◆ Given entries:
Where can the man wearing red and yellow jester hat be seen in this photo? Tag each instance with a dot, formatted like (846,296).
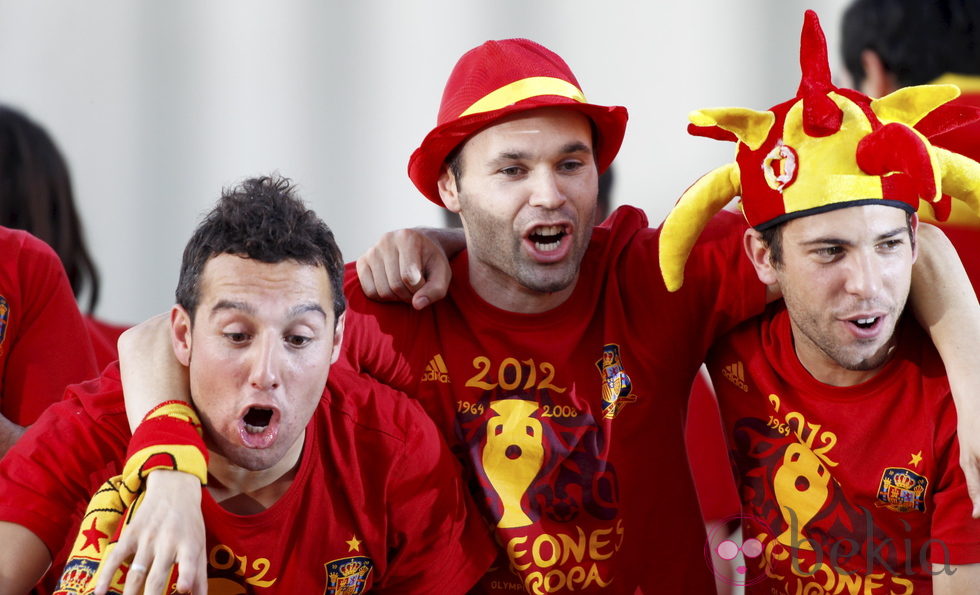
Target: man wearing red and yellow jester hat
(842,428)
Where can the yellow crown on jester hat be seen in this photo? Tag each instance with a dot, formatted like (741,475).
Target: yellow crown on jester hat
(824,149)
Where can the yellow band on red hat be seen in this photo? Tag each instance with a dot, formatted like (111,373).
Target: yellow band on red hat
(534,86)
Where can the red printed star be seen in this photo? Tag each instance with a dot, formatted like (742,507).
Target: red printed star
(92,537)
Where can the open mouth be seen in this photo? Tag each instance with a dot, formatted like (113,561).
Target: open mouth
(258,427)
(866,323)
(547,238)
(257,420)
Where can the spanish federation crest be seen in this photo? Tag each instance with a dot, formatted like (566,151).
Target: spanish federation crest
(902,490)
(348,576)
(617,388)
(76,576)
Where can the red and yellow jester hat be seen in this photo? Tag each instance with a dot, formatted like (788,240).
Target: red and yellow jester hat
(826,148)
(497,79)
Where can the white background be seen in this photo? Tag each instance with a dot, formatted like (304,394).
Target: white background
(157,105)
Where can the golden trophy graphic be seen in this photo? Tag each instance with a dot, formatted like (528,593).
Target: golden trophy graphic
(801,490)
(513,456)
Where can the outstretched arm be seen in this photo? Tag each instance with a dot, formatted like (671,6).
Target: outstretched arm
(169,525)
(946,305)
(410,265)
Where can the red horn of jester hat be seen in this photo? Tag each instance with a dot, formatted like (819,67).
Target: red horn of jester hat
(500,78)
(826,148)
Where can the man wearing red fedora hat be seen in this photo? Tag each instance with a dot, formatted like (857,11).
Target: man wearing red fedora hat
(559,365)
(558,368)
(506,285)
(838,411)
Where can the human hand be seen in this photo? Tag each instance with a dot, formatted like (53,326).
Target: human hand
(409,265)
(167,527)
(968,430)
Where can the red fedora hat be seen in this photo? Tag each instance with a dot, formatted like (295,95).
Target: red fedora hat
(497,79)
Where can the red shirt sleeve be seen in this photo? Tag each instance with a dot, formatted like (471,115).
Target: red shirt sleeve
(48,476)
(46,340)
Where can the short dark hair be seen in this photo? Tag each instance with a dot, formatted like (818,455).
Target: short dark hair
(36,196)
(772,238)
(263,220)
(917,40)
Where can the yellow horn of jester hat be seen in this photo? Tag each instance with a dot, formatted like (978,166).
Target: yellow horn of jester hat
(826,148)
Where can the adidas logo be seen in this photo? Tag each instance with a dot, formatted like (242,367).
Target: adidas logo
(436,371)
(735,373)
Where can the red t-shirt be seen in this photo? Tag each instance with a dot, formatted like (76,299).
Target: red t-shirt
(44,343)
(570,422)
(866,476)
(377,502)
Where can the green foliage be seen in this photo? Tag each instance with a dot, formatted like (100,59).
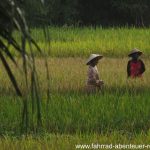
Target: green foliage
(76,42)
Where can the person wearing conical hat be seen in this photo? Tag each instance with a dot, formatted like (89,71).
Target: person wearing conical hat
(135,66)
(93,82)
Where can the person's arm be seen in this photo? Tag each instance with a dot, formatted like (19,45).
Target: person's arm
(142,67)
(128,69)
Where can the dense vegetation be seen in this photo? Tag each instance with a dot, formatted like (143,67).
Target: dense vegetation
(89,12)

◆ Task prompt: Copy the entire listing above word for word, leaving out the pictures.

◆ Worked solution:
Where can the man wearing red and yellow jester hat be seen in this photo? Tag each instance with a dot, formatted like (846,296).
Target: man wearing red and yellow jester hat
(842,428)
Where can the yellow crown on jester hat be seen in this photo? Tag each instance with a dot, formatted like (741,475).
Target: yellow crown on jester hat
(824,149)
Where can the yellow band on red hat be seen in this photo? Tag each instance with a dot, formatted like (111,373).
Target: yellow band on red hat
(534,86)
Where can the red printed star be seen in this photo? Tag each instance with a dot, formatted like (742,507).
Target: red printed star
(92,537)
Where can the open mouth be seen in this photo? Tag each instance with a dot, formatted like (113,561).
Target: open mouth
(258,427)
(866,323)
(547,238)
(257,420)
Where can the spanish federation crest be seen in this photo? Tag each instance with a dot, formatted like (566,151).
Target: spanish federation crest
(902,490)
(348,576)
(617,388)
(76,576)
Where can the red and yellow jester hat be seen in this photo? Tag each instance with a dot, formatted like (788,240).
Target: red and yellow jester hat
(826,148)
(497,79)
Where can the white background be seen in this photo? Tag each instance with a dot, formatted like (304,394).
Target: white background
(157,105)
Where can the golden trophy graphic be seen in this photo? Tag each instance with a dot, formatted like (528,593).
Target: golden trophy graphic
(801,490)
(513,456)
Where can the outstretched arm be seen in this photo? Tag each instance with a dot, formatted like (671,6).
Target: outstretched arm
(169,525)
(946,305)
(410,265)
Where can the red horn of jester hat be seen in this photo? Tag each instance with a dot, formatted like (819,67).
Target: red horn of jester hat
(500,78)
(826,148)
Where can the man wearing red fedora hat be seen in this photo? Tag each instance with a dot, formatted like (857,11).
Target: man wearing red fedora hat
(559,365)
(558,368)
(506,285)
(838,411)
Where can the human hand be seen in this photo? Tag each instance with a dot, formatted like (53,326).
Target: human hand
(409,265)
(167,527)
(968,430)
Where can the red fedora hat be seen in this photo? Tag each instance with a dot, formatted like (295,95).
Target: red fedora hat
(497,79)
Where can the red shirt sleeve be seen in this photo? Tag each instance with a dot, formatted like (471,115).
Target: red shirt sleeve
(48,476)
(46,340)
Where can the short dark hair be seen in this photo? Tag each instance with a dot, formatted like (818,455).
Target: short dark hair
(36,196)
(772,238)
(263,220)
(917,40)
Where can the yellow horn of jester hat be seen in this photo? Tag each instance with a dot, formatted like (978,166).
Target: yellow horn of jester hat
(826,148)
Where can the adidas logo be seen in this photo? Tag each instance with a dot, formatted like (242,367).
Target: adidas logo
(436,371)
(735,373)
Where can the red t-shirt be seen in this photo? Tag each instance with a dot, formatted like (76,299).
Target: red t-shirt
(44,343)
(570,422)
(866,476)
(377,502)
Where can the green foliage be seen in this photo? Tag each instance with a dot, formatted like (100,59).
Target: green foliage
(76,42)
Where can the person wearing conical hat be seen in this photo? Tag each instance with a dot, formatted like (89,71).
Target: person wearing conical hat
(135,66)
(93,82)
Where can the person's arm be seen in this photo? Tag each instance with a dot, formatted like (19,45).
Target: person's arm
(142,67)
(128,69)
Where can the dense vegetation be seen in this photo? Tag each instance with a dot, formatted like (143,67).
Target: dense vegetation
(89,12)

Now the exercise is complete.